**Aim:**
Start at the line containing "Objective — set a marker on each instance of the tree" and transcribe every line exactly through the end of the records below, and only those lines.

**Data rows:**

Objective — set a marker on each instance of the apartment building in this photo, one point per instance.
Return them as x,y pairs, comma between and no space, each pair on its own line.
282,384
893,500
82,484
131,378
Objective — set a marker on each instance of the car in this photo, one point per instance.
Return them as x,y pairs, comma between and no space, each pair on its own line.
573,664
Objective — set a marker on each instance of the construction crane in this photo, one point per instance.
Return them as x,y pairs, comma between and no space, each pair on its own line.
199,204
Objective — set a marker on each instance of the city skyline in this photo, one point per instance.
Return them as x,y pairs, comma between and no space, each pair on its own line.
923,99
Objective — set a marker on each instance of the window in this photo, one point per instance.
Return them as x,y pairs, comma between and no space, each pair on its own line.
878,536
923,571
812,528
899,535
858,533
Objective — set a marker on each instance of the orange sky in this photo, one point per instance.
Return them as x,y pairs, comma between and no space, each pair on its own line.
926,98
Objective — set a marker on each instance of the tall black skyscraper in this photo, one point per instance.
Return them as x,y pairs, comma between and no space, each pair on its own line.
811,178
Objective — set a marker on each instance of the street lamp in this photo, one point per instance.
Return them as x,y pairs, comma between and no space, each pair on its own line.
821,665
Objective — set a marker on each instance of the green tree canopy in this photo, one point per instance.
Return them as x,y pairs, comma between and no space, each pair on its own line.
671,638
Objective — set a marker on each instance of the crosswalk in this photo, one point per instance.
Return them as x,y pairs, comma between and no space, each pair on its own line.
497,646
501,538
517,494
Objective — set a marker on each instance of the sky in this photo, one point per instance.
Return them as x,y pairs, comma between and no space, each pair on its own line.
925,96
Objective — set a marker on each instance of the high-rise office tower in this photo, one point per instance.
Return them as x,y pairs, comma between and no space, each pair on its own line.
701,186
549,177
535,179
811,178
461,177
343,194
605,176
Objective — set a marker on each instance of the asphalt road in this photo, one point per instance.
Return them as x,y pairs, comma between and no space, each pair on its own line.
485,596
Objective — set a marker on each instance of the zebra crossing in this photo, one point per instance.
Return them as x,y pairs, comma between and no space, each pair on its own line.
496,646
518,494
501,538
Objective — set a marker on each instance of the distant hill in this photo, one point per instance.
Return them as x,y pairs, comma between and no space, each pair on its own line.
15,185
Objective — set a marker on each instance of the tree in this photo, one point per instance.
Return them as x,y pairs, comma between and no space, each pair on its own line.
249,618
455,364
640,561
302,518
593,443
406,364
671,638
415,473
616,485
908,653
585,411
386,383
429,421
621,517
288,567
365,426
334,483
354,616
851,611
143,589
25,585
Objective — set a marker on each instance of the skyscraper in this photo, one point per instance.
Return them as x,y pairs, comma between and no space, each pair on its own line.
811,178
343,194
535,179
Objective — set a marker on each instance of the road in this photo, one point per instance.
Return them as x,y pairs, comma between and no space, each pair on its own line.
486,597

**Exercise output:**
Objective — set a marker on each instance of the tree in this photo, one point per instance.
Return them as x,y pairs, comma between and no space, each pair on its own line.
249,618
455,364
640,561
302,518
593,443
406,364
671,638
415,473
616,485
908,653
585,411
386,383
429,421
621,517
288,567
365,426
334,483
354,616
851,611
143,589
25,585
Objective — set a marker on each instance of the skyscraper in this photo, one point per instance.
Return them as x,y pairs, comma between and no space, each pair on its own line.
811,178
343,194
535,179
Objective — set a marker on each instance of the road in this photo, one point per instance.
Return them as x,y pairs, comma between and no space, each pair on its own line.
486,597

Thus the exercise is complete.